---------- Stored records ----------
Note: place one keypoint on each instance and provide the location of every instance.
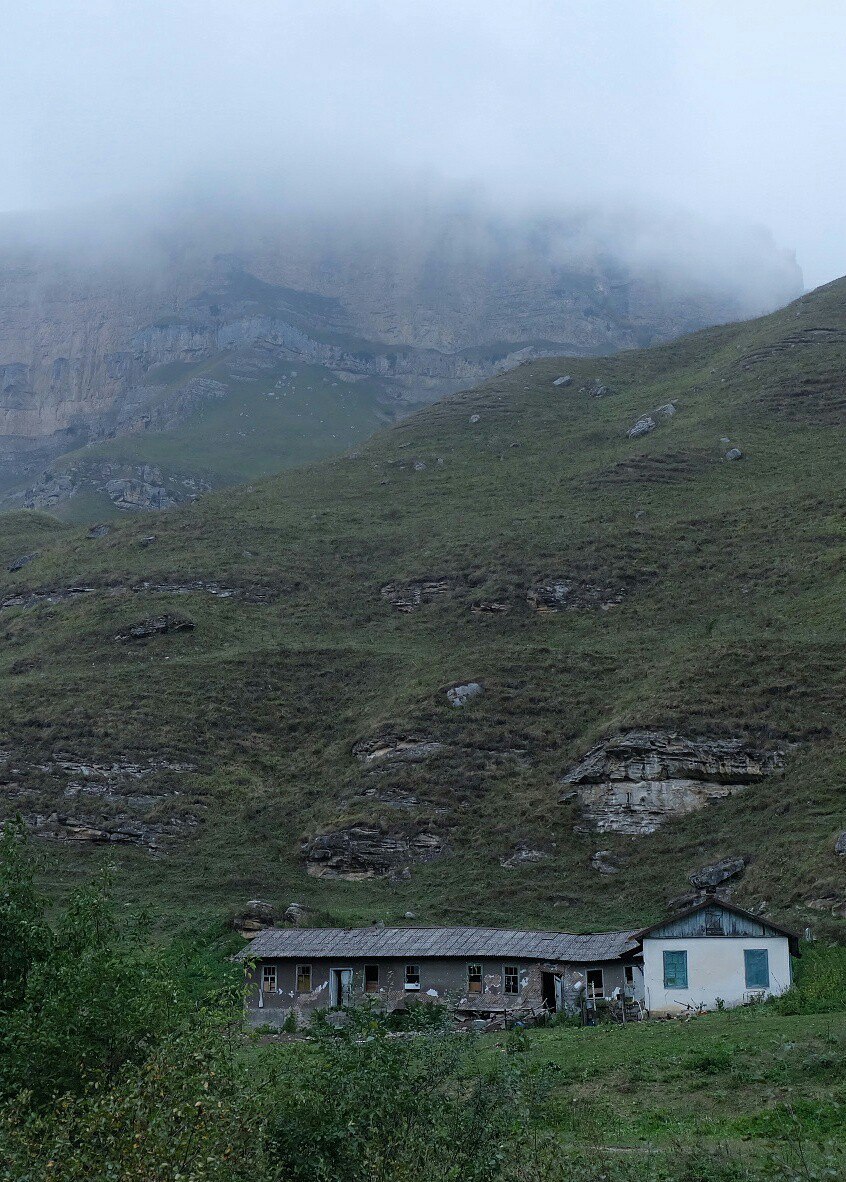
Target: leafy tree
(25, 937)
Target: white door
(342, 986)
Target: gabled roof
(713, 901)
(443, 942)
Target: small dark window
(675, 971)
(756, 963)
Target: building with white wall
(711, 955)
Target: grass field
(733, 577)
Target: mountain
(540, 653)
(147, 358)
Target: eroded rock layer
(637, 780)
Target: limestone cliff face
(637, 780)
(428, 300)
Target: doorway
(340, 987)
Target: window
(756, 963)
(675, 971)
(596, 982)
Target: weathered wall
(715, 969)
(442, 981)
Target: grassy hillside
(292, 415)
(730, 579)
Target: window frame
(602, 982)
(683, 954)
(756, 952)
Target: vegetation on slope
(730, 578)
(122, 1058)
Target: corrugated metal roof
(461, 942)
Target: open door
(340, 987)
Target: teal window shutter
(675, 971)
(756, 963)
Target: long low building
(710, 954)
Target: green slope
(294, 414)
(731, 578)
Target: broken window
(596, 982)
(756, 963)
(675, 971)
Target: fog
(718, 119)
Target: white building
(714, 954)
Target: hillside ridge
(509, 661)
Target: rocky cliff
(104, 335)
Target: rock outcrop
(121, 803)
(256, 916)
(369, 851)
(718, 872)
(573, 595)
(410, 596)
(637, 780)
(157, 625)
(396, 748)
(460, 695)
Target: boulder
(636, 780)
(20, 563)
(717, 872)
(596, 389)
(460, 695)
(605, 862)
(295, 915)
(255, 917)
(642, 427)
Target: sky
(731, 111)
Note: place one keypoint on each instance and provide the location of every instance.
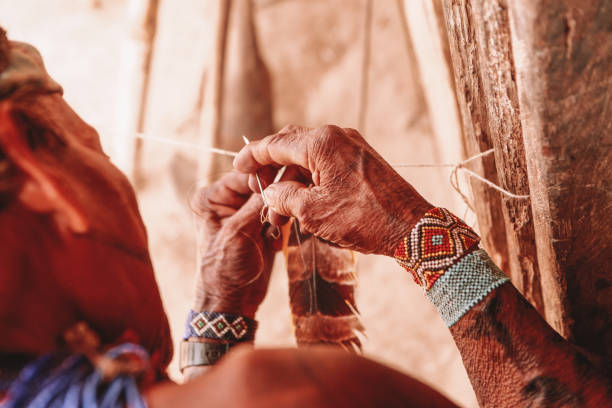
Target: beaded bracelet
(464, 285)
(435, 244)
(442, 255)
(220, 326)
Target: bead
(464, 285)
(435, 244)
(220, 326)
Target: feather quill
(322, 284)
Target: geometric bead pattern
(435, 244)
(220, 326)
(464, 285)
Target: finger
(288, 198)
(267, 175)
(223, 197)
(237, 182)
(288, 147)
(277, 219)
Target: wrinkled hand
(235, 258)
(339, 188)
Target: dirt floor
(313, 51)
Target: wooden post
----------
Reproduce the listing above word for word, from the line containing "Target: geometric bead pattern" through the final line of the listing.

Target: geometric bead pattern
(435, 244)
(220, 326)
(464, 285)
Target: finger
(288, 198)
(267, 175)
(223, 197)
(237, 182)
(288, 147)
(277, 219)
Target: wrinkled hand
(235, 258)
(339, 188)
Target: dirt floor
(313, 51)
Target: wooden post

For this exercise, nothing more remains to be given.